:: Passage provided ::
At New York City’s International Airport one day last week, the official report was that the visibility and ceiling were unlimited, and the wind on the surface was blowing from the north at a mild 11 m.p.h. But Louis Harmantas, the Weather Bureau’s chief meteorologist at the airport, had a very different report on the invisible weather six miles up. There the wind was roaring out of the south-southwest at 104 m.p.h. At the same altitude and about 100 miles east-southeast of the airport, the great jet stream itself, flanked by belts of turbulence, hurtled toward Newfoundland at 160 m.p.h.
Such winds do not directly concern the pilots of conventional propeller planes, whose normal ceiling is in the quieter air below 20,000 ft. But the great new jetliners cruise most efficiently in the high, thin air above. Their crews and dispatchers need detailed, fresh information about the tremendous high-altitude winds that crisscross the middle latitudes. To meet their need, the Weather Bureau has announced plans for a new high-altitude forecasting service, hoped to have it in full operation in time for next month’s start of jetliner service across the U.S.

:: Information shown ::

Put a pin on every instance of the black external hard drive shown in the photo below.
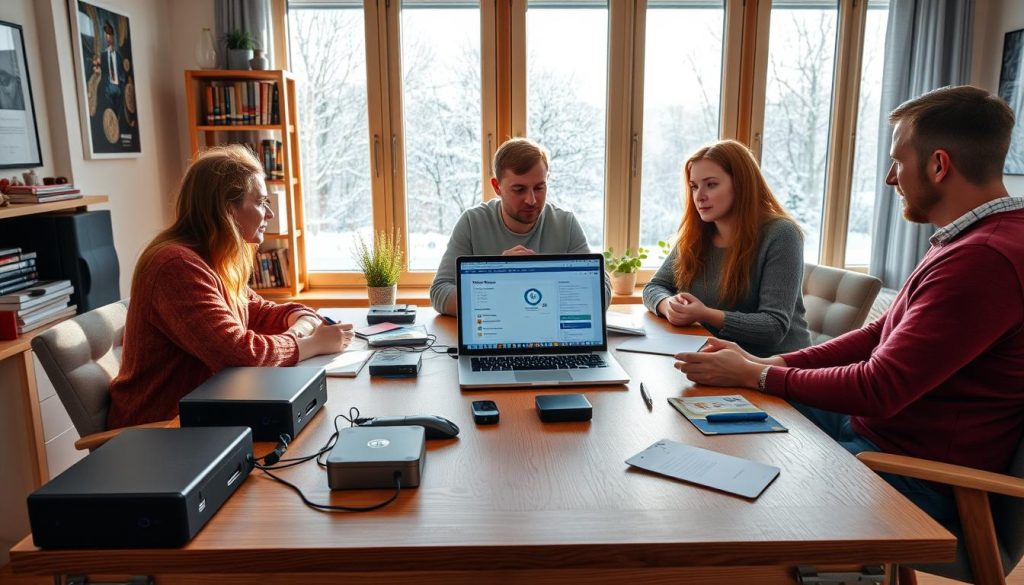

:: Required tasks ::
1. From the passage on high-altitude winds, retype the stretch that begins at the words "Such winds do" and stops after "across the U.S.".
2. Render this sentence from the passage on high-altitude winds in Spanish: "Such winds do not directly concern the pilots of conventional propeller planes, whose normal ceiling is in the quieter air below 20,000 ft."
The material has nothing to do with the passage on high-altitude winds.

:: Solutions in order ::
1.
Such winds do not directly concern the pilots of conventional propeller planes, whose normal ceiling is in the quieter air below 20,000 ft. But the great new jetliners cruise most efficiently in the high, thin air above. Their crews and dispatchers need detailed, fresh information about the tremendous high-altitude winds that crisscross the middle latitudes. To meet their need, the Weather Bureau has announced plans for a new high-altitude forecasting service, hoped to have it in full operation in time for next month’s start of jetliner service across the U.S.

2. Estos vientos no afectan directamente a los pilotos de los aviones convencionales de hélice, cuyo techo normal se encuentra en el aire más tranquilo por debajo de los 20.000 pies.